*Exercise requirements*. Could you reproduce every line of the listing below word for word, without changing, adding, or dropping anything?

*Input material*.
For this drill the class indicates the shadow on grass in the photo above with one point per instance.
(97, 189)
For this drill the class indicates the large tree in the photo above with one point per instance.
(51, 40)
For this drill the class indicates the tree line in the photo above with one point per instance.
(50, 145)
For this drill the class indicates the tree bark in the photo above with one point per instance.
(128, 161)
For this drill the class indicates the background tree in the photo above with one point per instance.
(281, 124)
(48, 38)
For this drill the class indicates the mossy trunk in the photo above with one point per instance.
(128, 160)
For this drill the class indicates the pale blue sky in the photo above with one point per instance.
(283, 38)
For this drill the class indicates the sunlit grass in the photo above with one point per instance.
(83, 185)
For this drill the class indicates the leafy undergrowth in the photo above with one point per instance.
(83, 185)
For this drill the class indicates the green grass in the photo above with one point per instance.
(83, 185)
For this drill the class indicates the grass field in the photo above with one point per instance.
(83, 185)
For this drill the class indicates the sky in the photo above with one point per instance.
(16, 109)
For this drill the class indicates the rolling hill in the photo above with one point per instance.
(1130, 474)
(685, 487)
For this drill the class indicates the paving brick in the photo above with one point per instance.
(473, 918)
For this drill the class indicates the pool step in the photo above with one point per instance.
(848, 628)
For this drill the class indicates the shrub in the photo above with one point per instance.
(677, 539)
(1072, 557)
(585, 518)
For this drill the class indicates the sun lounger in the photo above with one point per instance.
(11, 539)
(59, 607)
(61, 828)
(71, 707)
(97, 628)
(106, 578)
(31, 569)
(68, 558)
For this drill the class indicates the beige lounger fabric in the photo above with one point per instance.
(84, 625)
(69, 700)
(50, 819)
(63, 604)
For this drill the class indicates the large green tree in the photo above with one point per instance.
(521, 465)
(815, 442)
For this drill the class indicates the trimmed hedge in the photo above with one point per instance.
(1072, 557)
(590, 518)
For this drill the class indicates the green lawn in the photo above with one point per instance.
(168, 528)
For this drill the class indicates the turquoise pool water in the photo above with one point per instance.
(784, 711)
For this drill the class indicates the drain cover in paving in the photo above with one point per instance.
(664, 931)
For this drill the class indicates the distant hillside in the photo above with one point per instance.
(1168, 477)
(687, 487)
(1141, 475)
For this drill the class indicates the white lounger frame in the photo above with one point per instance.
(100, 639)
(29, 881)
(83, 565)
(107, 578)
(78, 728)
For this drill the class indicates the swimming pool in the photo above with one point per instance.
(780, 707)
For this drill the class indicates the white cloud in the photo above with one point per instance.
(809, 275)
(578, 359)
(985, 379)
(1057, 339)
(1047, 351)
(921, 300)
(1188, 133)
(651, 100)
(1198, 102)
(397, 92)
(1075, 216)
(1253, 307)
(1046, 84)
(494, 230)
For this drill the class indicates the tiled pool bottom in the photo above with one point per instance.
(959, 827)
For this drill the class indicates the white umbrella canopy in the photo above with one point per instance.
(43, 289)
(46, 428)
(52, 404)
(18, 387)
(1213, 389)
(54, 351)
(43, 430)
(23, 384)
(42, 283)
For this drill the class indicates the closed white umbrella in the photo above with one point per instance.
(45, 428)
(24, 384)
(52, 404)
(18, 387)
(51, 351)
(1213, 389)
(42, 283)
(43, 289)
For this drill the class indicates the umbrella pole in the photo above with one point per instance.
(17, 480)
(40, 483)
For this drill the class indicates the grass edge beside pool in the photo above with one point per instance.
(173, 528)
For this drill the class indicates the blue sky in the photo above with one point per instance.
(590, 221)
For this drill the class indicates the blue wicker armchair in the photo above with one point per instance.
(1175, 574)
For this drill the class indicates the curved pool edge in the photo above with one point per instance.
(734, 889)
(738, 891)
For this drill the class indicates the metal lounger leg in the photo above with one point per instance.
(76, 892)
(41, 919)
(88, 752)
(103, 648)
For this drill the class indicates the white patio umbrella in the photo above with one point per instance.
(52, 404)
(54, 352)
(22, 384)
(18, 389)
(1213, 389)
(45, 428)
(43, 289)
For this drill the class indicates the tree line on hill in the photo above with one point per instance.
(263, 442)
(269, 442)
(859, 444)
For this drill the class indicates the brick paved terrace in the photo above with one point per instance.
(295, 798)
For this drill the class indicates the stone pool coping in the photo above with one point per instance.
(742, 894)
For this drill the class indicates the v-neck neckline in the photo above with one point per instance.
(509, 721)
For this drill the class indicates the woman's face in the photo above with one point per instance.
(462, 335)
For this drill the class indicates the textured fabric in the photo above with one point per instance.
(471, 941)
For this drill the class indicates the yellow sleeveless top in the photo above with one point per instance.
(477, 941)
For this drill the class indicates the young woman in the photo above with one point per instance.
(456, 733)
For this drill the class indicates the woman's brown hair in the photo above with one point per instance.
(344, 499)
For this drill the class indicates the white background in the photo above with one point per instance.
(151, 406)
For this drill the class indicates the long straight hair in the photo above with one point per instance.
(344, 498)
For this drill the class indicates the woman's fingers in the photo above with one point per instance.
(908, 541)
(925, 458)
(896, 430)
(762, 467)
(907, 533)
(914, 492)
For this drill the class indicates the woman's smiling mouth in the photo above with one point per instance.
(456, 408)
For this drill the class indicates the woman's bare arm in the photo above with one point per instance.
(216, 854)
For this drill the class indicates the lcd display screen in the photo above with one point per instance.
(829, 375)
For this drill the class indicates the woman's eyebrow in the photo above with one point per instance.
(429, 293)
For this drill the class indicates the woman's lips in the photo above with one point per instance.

*Complete answer*.
For this drill the class indicates the shadow on grass in the photo above with one point per instance.
(97, 189)
For this drill the class indicates the large tree in the photo above with one point per instance.
(51, 40)
For this drill the class indicates the tree line in the photo above with one point per instance.
(50, 145)
For this drill the class indicates the tree bark in the photo above with one point per instance.
(128, 161)
For this drill the class indicates the background tree in the photo above with one point per instance.
(281, 124)
(48, 38)
For this drill the class indicates the mossy trunk in the photo above with one point per instance.
(128, 160)
For this drill the class indicates the pale blue sky in the photo above with one point per instance.
(283, 38)
For this drill the class indicates the sunlit grass in the photo above with one point per instance.
(83, 185)
For this drill the class indicates the leafy undergrowth in the photo above with one point per instance.
(83, 185)
For this drill the class indicates the green grass in the photo above with one point per instance.
(83, 185)
For this drill the class indicates the grass field in the photo above with one point per instance.
(83, 185)
For this drill the class indicates the sky in the photo above with one point per instance.
(16, 109)
For this drill the class indicates the rolling hill in the photo above with one point per instance.
(1130, 474)
(685, 487)
For this drill the class indicates the paving brick in the photo above with one point per instance.
(473, 918)
For this drill the class indicates the pool step in the photo above with one point per instance.
(848, 628)
For this drill the class indicates the shrub in the photo above with one point per instance.
(677, 539)
(1072, 557)
(585, 518)
For this drill the class indicates the sun lounger in the photo above with one point per instance.
(11, 539)
(59, 607)
(61, 828)
(71, 707)
(97, 628)
(106, 578)
(31, 569)
(68, 558)
For this drill the class indicates the beige lounger fabric in the photo above with one point per instance.
(84, 625)
(69, 700)
(50, 819)
(63, 604)
For this drill the class indicates the large green tree in the photo above with one point per instance.
(521, 465)
(815, 442)
For this drill the class indicates the trimmed hedge in the photo above with one point per instance.
(1072, 557)
(590, 518)
For this drill the class indicates the green lawn in the photo above with one point per instance.
(168, 528)
For this drill the class indicates the turquoise pool water in the photo above with one point per instance.
(784, 711)
For this drill the class indicates the drain cover in paving in the photo above with one point per instance.
(664, 931)
For this drill the class indicates the distant hillside in the photo above with one point per instance.
(1168, 477)
(687, 487)
(1141, 475)
For this drill the class indicates the white lounger frame in the photo above with one point per instance.
(100, 639)
(29, 881)
(83, 565)
(107, 578)
(78, 728)
For this drill the class indicates the swimming pool in the photo above with one point per instance.
(780, 707)
For this drill the class indicates the white cloud in the photo above with one point per instance.
(809, 275)
(578, 359)
(985, 379)
(1057, 339)
(1047, 351)
(921, 300)
(1188, 133)
(651, 100)
(1198, 102)
(397, 92)
(1075, 216)
(1253, 307)
(1046, 84)
(494, 230)
For this drill the class indicates the tiled pool bottom in the photo above with one point per instance.
(959, 827)
For this drill the class indicates the white umbrella canopy in the photo above with one point per instance.
(43, 289)
(46, 428)
(52, 404)
(18, 387)
(1213, 389)
(54, 351)
(43, 430)
(23, 384)
(42, 283)
For this drill the class indicates the closed white umbrella in the photo above with one point per instance.
(45, 428)
(24, 384)
(52, 404)
(18, 387)
(51, 351)
(1213, 389)
(42, 283)
(43, 289)
For this drill the class indicates the umbrella pole in the photo above with one point per instance.
(17, 480)
(40, 483)
For this drill the class indicates the grass edge beside pool in the photo above with one point per instance.
(173, 528)
For this drill the class indicates the blue sky in the photo above with one point per instance.
(590, 221)
For this drill the class indicates the blue wicker armchair in the photo above with one point per instance.
(1175, 574)
For this drill the class indicates the curved pool edge in the photo above with one point per instance.
(734, 889)
(738, 891)
For this drill the class indicates the metal lounger leg in the photo above with one point per instance.
(76, 892)
(41, 919)
(88, 752)
(103, 648)
For this drill the class indicates the white patio umbrella in the photo above with one point per instance.
(52, 404)
(54, 352)
(22, 384)
(18, 389)
(1213, 389)
(45, 428)
(43, 289)
For this drill the class indicates the tree line on hill in the photo above with one point per instance.
(263, 442)
(269, 442)
(859, 444)
For this drill the class indicates the brick paved terrace in the photo above with one point per instance.
(295, 798)
For this drill the class indicates the stone pool coping in the photo above with one point per instance.
(742, 894)
For this drill the class indicates the v-neck neckline in the photo above with one point per instance.
(509, 721)
For this drill the class indicates the woman's face in the photo above with one point per instance.
(462, 335)
For this drill the class indicates the textured fabric in the photo above with one point per instance.
(471, 941)
For this drill the class indicates the yellow sleeveless top in the photo above with one point per instance.
(477, 941)
For this drill the class indicates the young woman in the photo above with one point per instance.
(456, 733)
For this drill the class indicates the woman's brown hair in the photo above with one point per instance.
(344, 499)
For this drill the class indicates the white background in the photo above with one point per instance.
(151, 406)
For this drill the class indicates the long straight hair in the photo above with one point per instance.
(344, 498)
For this drill the class indicates the woman's fingers in the photo above with one point per instance.
(908, 541)
(925, 458)
(896, 430)
(762, 467)
(907, 533)
(914, 492)
For this drill the class indicates the woman's smiling mouth in the photo above with one point per instance.
(456, 408)
For this drill the class indicates the woman's bare arm in the photo above with one point per instance.
(216, 854)
For this drill the class indicates the lcd display screen in the photo above with one point per instance.
(829, 375)
For this drill the class indicates the woman's eyebrow in the photo above with one point per instance.
(429, 293)
For this drill the class indicates the woman's lips in the photo above with one point per instance.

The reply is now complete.